• Task requirements:
Transcribe all of the material below word for word, omitting the pictures.

[begin Extracted entries]

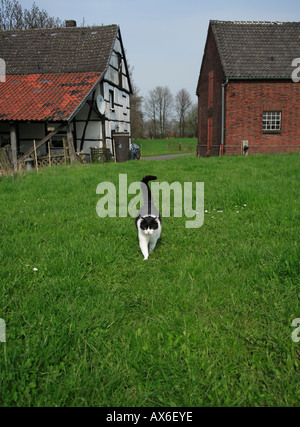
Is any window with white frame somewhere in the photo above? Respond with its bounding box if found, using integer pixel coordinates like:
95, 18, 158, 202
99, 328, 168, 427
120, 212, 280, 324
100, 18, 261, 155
263, 111, 281, 133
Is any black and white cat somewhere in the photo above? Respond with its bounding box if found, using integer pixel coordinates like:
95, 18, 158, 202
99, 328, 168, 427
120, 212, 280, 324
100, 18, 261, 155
135, 175, 161, 260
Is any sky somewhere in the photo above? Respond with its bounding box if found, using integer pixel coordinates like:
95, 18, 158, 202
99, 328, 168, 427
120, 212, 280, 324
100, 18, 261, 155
19, 0, 300, 103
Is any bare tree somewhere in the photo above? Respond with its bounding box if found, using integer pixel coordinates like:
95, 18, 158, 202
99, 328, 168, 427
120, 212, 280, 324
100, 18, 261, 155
175, 89, 192, 138
145, 86, 173, 138
0, 0, 64, 30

[end Extracted entries]

• Finished exercise:
Is any window with white frame somewhere in the photo above? Respond with its bounding box if found, using integer pixel coordinates like:
95, 18, 158, 202
99, 328, 168, 427
120, 212, 280, 324
100, 18, 261, 155
263, 111, 281, 133
Is any black and white cat somewhere in the photo above? Respond with its bounding box if found, using integer pixel coordinates like:
95, 18, 158, 202
99, 328, 168, 427
120, 212, 280, 324
100, 18, 261, 155
135, 175, 161, 260
Is any sky somewhere in the photo above? Respond with its bounding box if found, using integer pixel coordinates like:
95, 18, 158, 202
99, 328, 168, 427
120, 212, 280, 324
100, 18, 261, 155
19, 0, 300, 103
Is any bare tree somewhere in the photo above? Respond with its bounding box if found, using integer pixel coordinates like:
95, 18, 158, 202
99, 328, 168, 427
120, 212, 280, 324
100, 18, 261, 155
175, 89, 192, 138
145, 86, 173, 138
0, 0, 64, 30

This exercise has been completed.